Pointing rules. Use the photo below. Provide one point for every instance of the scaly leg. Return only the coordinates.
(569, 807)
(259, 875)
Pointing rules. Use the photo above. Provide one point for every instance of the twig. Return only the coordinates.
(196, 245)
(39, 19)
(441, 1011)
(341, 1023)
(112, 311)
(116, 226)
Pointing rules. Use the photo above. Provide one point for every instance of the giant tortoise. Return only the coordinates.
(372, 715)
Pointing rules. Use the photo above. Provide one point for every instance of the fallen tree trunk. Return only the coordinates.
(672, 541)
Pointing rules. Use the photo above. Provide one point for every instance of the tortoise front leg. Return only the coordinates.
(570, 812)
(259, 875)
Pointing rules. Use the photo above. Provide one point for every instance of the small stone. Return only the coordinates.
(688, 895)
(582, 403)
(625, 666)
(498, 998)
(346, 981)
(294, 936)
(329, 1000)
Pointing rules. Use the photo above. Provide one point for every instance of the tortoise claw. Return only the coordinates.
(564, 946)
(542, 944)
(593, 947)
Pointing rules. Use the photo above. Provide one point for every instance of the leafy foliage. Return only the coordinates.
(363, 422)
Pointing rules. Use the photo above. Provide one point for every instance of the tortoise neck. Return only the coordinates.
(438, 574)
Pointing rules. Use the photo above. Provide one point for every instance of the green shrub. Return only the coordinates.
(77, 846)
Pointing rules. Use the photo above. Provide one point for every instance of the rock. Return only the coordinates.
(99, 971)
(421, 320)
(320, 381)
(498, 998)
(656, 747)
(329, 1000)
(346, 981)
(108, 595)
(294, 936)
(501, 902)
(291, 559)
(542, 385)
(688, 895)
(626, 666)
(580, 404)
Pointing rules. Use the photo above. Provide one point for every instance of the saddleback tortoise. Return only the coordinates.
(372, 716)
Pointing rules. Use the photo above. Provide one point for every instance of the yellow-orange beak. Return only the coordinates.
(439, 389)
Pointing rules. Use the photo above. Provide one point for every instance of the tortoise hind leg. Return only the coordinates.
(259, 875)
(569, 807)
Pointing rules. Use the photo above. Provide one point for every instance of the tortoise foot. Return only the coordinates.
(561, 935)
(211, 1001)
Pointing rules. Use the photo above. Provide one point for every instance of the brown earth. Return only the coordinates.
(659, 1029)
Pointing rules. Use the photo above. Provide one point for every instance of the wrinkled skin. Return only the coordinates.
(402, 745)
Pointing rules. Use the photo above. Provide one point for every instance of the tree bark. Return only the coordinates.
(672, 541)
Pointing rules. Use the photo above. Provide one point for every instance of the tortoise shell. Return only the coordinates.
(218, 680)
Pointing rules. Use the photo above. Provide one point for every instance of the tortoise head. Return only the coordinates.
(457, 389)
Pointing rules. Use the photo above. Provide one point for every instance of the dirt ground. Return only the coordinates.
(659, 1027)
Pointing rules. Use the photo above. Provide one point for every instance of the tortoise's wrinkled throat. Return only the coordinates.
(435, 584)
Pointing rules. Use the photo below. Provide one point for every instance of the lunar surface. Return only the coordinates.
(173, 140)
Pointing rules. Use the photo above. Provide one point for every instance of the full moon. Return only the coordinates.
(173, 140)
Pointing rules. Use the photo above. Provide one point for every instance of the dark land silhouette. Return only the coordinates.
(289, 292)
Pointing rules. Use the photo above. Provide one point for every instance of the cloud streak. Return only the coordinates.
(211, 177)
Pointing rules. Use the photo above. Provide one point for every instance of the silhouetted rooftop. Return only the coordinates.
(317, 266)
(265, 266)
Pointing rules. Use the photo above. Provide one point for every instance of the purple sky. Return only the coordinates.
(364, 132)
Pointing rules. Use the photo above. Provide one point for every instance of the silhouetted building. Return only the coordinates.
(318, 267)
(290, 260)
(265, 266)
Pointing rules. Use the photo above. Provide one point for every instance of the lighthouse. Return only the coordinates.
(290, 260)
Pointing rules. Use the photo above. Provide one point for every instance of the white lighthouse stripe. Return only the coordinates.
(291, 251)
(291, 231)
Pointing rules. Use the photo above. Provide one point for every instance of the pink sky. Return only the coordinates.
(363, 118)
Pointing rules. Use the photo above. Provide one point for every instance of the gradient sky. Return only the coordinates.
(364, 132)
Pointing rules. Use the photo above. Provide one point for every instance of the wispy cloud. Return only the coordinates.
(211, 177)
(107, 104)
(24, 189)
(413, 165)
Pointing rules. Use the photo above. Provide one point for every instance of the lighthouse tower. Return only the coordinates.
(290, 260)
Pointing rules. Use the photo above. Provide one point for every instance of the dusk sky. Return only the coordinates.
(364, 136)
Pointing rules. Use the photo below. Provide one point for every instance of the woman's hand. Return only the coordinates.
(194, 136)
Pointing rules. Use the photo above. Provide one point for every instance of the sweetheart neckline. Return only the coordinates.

**Exercise:** Reproduce every record word for word.

**Answer area:**
Pointing rules. Use the photo below. Provide one point for every instance of the scaly leg. Return only the coordinates.
(569, 807)
(259, 875)
Pointing rules. Use the photo above. Provide one point for every instance of the twig. Return only the coordinates.
(196, 245)
(39, 19)
(441, 1011)
(341, 1023)
(112, 311)
(116, 226)
Pointing rules. Use the photo above. Provide one point for every instance of the giant tortoise. Return only the coordinates.
(372, 715)
Pointing rules. Use the photo above. Provide one point for every instance of the fallen tree trunk. Return only the coordinates.
(672, 541)
Pointing rules. Use the photo above. Provide one point for every instance of the tortoise front leg. Return only the coordinates.
(570, 812)
(259, 875)
Pointing rules. Use the photo above. Provide one point for every instance of the small stone. Return only the coordinates.
(688, 895)
(582, 403)
(625, 666)
(498, 998)
(346, 981)
(294, 936)
(329, 1000)
Pointing rules. Use the photo above. Provide one point for every instance of the tortoise claw. Return only the coordinates.
(564, 946)
(542, 944)
(593, 947)
Pointing rules. Use the photo above. Provide one point for every instance of the leafy foliage. Return only the coordinates.
(363, 422)
Pointing rules. Use the photo above. Provide one point for every instance of the tortoise neck. Return only the coordinates.
(438, 574)
Pointing rules. Use the photo above. Provide one point for every instance of the green shrub. Return only the coordinates.
(77, 846)
Pointing rules. Use the photo above. Provide one point for every instance of the rock. Return only the coordinates.
(99, 971)
(421, 320)
(320, 381)
(498, 998)
(656, 747)
(329, 1000)
(346, 981)
(108, 595)
(294, 936)
(501, 902)
(291, 559)
(542, 385)
(688, 895)
(626, 666)
(580, 404)
Pointing rules. Use the photo above. Provide one point for every instance of the saddleback tortoise. Return only the coordinates.
(372, 716)
Pointing rules. Use the photo above. Provide one point for every instance of the yellow-orange beak. Return only the coordinates.
(439, 389)
Pointing rules. Use the photo above. Provide one point for every instance of the tortoise hind leg. Return only the coordinates.
(259, 875)
(569, 807)
Pointing rules. Use the photo above. Provide one point for every instance of the tortoise foot. Return only the coordinates.
(561, 935)
(211, 1001)
Pointing rules. Use the photo above. Provide one point for every instance of the brown earth. Return only the coordinates.
(659, 1029)
Pointing rules. Use the photo above. Provide one point for every instance of the wrinkled skin. Return only the coordinates.
(402, 745)
Pointing rules. Use the photo above. Provide one point for every instance of the tree bark. Return only the coordinates.
(672, 541)
Pointing rules. Use the photo above. Provide one point for every instance of the tortoise shell. Return only the coordinates.
(218, 680)
Pointing rules. Use the photo above. Provide one point for every instance of the tortoise head. Return only the coordinates.
(457, 389)
Pointing rules. Use the photo above. Provide one point for every instance of the dirt ground. Return only the coordinates.
(659, 1027)
Pointing rules. Use the photo above. Provide one point for every instance of the tortoise's wrinkled throat. Return only the coordinates.
(435, 584)
Pointing rules. Use the photo below. Provide one point for every instance of the lunar surface. Return only the coordinates.
(173, 140)
Pointing rules. Use the photo above. Provide one point for every instance of the full moon. Return only the coordinates.
(173, 140)
Pointing rules. Use the photo above. Provide one point for every instance of the dark land silhouette. Return only the coordinates.
(289, 292)
Pointing rules. Use the photo above. Provide one point for every instance of the cloud streak. Return only the coordinates.
(211, 177)
Pointing rules. Use the photo above. Provide one point for every instance of the silhouetted rooftop. Return only the coordinates.
(317, 266)
(265, 266)
Pointing rules. Use the photo above. Provide one point for every instance of the purple sky. Return only the coordinates.
(364, 132)
Pointing rules. Use the photo above. Provide one point for every instance of the silhouetted building. Return only the coordinates.
(318, 267)
(290, 260)
(265, 266)
Pointing rules. Use the photo above. Provide one point for every instance of the lighthouse. Return only the coordinates.
(290, 260)
Pointing rules. Use the photo above. Provide one point for every instance of the white lighthouse stripe. Return only the coordinates.
(291, 251)
(291, 231)
Pointing rules. Use the photo above. Provide one point for every instance of the pink sky. Return only the coordinates.
(363, 118)
Pointing rules. Use the photo above. Provide one point for every instance of the gradient sky. Return only the coordinates.
(364, 132)
Pointing rules. Use the photo above. Provide one point for every instance of the wispy cloud. Return only the coordinates.
(211, 177)
(107, 104)
(24, 189)
(413, 165)
Pointing rules. Use the photo above. Provide one point for every instance of the lighthouse tower. Return only the coordinates.
(290, 260)
Pointing rules. Use the photo above. Provide one point for every instance of the dusk sky. Return only the coordinates.
(364, 136)
Pointing rules. Use the photo below. Provide one point for every instance of the woman's hand. Return only the coordinates.
(194, 136)
Pointing rules. Use the photo above. Provide one point for every instance of the sweetheart neckline. Return only the coordinates.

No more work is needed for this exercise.